STATED PROBLEM A: In the review of Learning to Scream, what is the dominant image of Malvina's trauma?
STATED PROBLEM B: Reproduce the records verbatim, starting with the line that contains "If you could point at the person" and going on through the end of the records.

TEXT PASSAGE:
━━━━

Translated by Katy Derbyshire
Andersen Press
Learning to Scream is no ordinary Young Adults' novel. There are no vampires, no angels, and not a magic wand in sight. The heroine may wish that a magician could whisk her away from the horrors of her daily life, but in Hanika's novel the magic comes not from supernatural forces but from a moving and gripping story beautifully told.
This is not to say that Learning to Scream is an easy read. It is a tale of thirteen-year-old Malvina coming to terms with years of sexual abuse, but the heroine's perspective means that it never dips into gratuitous detail or sensation. Rather, the story is about growing up, about the strength that can be drawn from a true 'best friend', and about the discovery that boys aren't always Enemy Number One but can be rather nice, really...
The story is told by Malvina, and this focus on her voice brings the intense experiences vividly to life. Malvina's perspective also means that the narrative reflects her trauma: so the back-story of her childhood emerges piece by piece, as she struggles to unearth repressed memories. The reader is kept at Malvina's level of understanding and feeling and consequently the full horror of her life and the immense force of will that it takes to confront it are only revealed gradually to the reader.
The dominant image of Malvina's trauma is the photo album. When she attempts to recall her childhood, she is just confronted with individual snapshots sitting on the kitchen floor with her gran, tea and biscuits in the living room with her grandparents... but when she tries to turn the pages of that album and fill the gaps in her story, she finds only blanks: 'blind spots. You can still make the odd thing out, half-images, torn pictures, but no proper memories'. The novel, then, is the story of Malvina's attempt to fill in those pages, which she only achieves with the help of those that support her: best friend Lizzy and her hippy mum; Mrs Bitschek (granddad's Polish neighbour with masses of children and a fat tom-cat); and most of all 'Screwy', the boy from the estate nearby whose nose she once bloodied but who becomes, during the novel, more than a friend.

━━━━

MATERIALS PROVIDED:
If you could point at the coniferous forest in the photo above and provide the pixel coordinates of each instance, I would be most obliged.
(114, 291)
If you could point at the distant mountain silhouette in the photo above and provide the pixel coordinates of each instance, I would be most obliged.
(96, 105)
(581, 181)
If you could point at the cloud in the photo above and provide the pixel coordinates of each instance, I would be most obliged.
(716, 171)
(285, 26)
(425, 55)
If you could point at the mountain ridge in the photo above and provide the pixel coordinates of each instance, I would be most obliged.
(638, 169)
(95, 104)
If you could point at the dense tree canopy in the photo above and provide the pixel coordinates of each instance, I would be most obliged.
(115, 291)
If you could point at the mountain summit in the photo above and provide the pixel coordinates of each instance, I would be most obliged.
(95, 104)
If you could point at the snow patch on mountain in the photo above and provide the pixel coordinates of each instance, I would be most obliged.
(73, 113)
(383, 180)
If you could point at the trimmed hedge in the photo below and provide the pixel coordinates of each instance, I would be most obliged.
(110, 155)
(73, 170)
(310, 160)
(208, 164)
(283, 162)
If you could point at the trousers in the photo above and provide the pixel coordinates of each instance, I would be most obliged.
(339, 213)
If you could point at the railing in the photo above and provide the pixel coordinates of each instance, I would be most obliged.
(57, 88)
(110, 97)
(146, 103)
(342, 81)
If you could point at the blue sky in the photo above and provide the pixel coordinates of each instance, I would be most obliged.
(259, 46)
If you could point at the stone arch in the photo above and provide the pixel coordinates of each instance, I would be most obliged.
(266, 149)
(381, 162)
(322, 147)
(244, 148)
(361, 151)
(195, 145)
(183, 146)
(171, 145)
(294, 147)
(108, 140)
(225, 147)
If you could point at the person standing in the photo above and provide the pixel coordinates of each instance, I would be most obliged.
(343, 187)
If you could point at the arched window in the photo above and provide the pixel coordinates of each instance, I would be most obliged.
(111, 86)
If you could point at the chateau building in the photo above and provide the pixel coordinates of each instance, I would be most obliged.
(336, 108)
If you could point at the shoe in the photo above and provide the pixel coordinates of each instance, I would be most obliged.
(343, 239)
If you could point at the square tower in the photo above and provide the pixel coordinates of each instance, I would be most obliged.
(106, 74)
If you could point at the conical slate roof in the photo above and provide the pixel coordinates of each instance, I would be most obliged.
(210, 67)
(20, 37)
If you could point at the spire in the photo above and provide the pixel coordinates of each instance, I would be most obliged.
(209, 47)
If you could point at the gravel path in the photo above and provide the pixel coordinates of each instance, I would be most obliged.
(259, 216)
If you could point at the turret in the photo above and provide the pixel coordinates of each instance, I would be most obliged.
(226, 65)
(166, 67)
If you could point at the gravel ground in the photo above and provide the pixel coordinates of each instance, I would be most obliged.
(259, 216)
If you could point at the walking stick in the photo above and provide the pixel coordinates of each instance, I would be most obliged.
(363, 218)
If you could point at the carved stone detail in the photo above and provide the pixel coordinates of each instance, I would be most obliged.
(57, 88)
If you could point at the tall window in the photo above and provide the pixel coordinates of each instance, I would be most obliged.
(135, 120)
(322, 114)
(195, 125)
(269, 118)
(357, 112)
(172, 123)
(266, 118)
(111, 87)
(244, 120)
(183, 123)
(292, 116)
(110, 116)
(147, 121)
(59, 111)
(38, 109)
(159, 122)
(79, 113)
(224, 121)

━━━━

FINISHED ANSWER A: The photo album.

FINISHED ANSWER B:
If you could point at the person standing in the photo above and provide the pixel coordinates of each instance, I would be most obliged.
(343, 187)
If you could point at the arched window in the photo above and provide the pixel coordinates of each instance, I would be most obliged.
(111, 86)
If you could point at the chateau building in the photo above and provide the pixel coordinates of each instance, I would be most obliged.
(336, 108)
If you could point at the shoe in the photo above and provide the pixel coordinates of each instance, I would be most obliged.
(343, 239)
If you could point at the square tower in the photo above and provide the pixel coordinates of each instance, I would be most obliged.
(106, 74)
If you could point at the conical slate roof in the photo above and provide the pixel coordinates of each instance, I would be most obliged.
(210, 67)
(20, 37)
If you could point at the spire in the photo above and provide the pixel coordinates of each instance, I would be most obliged.
(209, 47)
If you could point at the gravel path in the photo above and provide the pixel coordinates of each instance, I would be most obliged.
(259, 216)
If you could point at the turret in the photo above and provide the pixel coordinates of each instance, I would be most obliged.
(226, 65)
(166, 67)
If you could point at the gravel ground in the photo above and provide the pixel coordinates of each instance, I would be most obliged.
(259, 216)
If you could point at the walking stick in the photo above and provide the pixel coordinates of each instance, I would be most obliged.
(363, 218)
If you could point at the carved stone detail in the photo above and provide the pixel coordinates of each instance, I would be most obliged.
(57, 88)
If you could point at the tall window in the photo above and provide the pixel coordinates of each instance, I would be most obliged.
(135, 120)
(322, 114)
(195, 125)
(269, 118)
(357, 112)
(172, 123)
(266, 118)
(111, 87)
(244, 120)
(183, 123)
(292, 116)
(110, 116)
(147, 121)
(59, 111)
(38, 109)
(159, 122)
(79, 113)
(224, 121)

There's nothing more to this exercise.